● **INSTRUCTIONS FOR THE TASK**:
Report each line from the entries in which "detect" can be found.

----------

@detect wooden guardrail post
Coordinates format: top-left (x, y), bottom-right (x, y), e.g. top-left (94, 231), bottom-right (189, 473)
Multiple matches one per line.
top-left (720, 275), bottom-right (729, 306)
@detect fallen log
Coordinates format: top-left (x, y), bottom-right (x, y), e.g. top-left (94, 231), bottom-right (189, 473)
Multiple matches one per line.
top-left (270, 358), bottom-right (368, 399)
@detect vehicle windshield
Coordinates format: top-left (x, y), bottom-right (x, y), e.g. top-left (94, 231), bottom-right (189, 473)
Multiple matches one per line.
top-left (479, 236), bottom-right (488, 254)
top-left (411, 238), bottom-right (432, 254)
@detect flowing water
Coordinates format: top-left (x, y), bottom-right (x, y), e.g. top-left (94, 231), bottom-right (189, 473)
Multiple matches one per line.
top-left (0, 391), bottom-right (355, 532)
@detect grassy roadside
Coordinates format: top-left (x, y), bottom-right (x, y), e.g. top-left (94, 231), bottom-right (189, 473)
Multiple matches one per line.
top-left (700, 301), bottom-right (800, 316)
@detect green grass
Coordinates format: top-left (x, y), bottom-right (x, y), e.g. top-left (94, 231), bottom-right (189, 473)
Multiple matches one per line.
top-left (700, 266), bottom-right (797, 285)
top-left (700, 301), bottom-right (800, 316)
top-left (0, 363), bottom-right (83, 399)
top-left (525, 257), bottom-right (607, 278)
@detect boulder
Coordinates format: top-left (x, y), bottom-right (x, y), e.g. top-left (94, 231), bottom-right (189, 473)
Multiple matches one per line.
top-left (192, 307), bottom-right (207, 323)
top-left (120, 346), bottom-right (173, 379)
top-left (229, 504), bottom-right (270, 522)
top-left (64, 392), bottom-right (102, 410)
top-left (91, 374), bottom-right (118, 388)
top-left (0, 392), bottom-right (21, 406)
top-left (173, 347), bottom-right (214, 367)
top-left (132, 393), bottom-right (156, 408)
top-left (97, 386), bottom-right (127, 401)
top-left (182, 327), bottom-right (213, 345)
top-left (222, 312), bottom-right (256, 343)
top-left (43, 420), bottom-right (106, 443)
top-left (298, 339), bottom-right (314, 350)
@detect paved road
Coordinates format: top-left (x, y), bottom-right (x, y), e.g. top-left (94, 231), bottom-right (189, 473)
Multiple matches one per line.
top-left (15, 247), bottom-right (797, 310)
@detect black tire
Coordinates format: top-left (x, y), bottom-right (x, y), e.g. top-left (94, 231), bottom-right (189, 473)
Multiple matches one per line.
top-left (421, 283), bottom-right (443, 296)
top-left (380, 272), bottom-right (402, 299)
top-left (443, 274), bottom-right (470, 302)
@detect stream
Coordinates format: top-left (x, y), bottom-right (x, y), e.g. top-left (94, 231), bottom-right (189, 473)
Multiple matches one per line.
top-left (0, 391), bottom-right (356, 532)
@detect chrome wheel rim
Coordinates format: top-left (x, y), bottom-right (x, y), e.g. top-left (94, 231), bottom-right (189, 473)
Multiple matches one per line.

----------

● **RESPONSE AREA**:
@detect wooden guardrail post
@detect fallen log
@detect vehicle windshield
@detect flowing water
@detect grassy roadside
@detect green grass
@detect boulder
@detect paved road
@detect black tire
@detect stream
@detect chrome wheel rim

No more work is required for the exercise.